TASK BRIEF ▸
Count the lines in the records below that contain the string "antenna" and give only that number.

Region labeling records
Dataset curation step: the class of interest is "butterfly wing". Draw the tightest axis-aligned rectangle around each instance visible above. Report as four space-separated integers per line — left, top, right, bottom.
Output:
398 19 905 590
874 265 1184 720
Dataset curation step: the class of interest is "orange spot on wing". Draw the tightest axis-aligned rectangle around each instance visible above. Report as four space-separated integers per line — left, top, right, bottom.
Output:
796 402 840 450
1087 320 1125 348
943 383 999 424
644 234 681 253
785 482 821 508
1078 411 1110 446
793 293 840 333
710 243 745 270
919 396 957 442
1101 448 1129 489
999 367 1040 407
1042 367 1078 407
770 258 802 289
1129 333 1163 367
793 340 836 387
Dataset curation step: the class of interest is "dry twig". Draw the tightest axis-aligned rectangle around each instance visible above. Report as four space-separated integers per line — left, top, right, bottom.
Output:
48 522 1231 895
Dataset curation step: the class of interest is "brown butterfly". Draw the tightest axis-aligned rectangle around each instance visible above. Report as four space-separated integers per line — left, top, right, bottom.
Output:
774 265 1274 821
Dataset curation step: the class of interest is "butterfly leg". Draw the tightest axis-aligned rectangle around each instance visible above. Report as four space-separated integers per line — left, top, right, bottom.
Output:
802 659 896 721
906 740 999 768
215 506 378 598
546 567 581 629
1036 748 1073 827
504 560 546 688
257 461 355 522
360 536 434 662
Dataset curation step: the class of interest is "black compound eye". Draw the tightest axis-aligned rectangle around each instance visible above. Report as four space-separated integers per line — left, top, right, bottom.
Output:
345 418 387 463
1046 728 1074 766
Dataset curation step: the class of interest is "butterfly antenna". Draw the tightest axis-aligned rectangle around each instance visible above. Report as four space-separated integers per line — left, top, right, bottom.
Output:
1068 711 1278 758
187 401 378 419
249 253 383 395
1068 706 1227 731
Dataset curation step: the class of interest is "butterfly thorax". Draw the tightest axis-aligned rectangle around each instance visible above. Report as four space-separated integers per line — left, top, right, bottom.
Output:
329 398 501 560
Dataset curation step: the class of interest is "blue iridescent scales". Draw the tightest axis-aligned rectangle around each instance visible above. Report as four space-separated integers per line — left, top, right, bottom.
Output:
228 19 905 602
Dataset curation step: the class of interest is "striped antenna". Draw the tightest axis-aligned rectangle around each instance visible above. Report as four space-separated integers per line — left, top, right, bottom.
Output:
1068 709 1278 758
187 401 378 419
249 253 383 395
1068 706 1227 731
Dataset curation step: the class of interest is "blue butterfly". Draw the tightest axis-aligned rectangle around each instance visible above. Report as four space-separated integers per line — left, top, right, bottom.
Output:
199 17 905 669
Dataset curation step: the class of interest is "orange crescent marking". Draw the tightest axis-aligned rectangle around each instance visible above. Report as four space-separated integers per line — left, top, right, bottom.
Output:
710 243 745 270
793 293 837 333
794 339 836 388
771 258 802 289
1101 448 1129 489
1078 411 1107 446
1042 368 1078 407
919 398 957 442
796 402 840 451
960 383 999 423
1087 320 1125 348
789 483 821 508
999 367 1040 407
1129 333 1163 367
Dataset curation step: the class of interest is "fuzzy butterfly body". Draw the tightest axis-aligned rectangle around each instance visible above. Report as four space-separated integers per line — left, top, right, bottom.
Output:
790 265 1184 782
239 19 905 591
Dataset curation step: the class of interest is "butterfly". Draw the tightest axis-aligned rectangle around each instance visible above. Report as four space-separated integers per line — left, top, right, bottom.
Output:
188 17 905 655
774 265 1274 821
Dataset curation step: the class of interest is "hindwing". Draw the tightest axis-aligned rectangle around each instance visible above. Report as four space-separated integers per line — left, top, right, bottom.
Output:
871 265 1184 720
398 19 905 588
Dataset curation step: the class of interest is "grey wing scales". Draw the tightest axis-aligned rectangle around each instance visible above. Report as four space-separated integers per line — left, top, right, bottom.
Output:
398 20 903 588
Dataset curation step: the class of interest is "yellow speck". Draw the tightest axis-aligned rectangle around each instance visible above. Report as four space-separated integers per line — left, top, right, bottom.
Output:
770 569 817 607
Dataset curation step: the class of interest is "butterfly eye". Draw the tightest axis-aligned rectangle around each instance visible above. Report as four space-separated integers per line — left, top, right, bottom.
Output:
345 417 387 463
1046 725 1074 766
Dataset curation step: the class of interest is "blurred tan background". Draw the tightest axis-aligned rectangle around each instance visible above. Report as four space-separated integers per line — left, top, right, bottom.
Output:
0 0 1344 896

OUTPUT OF THE EXERCISE ▸
2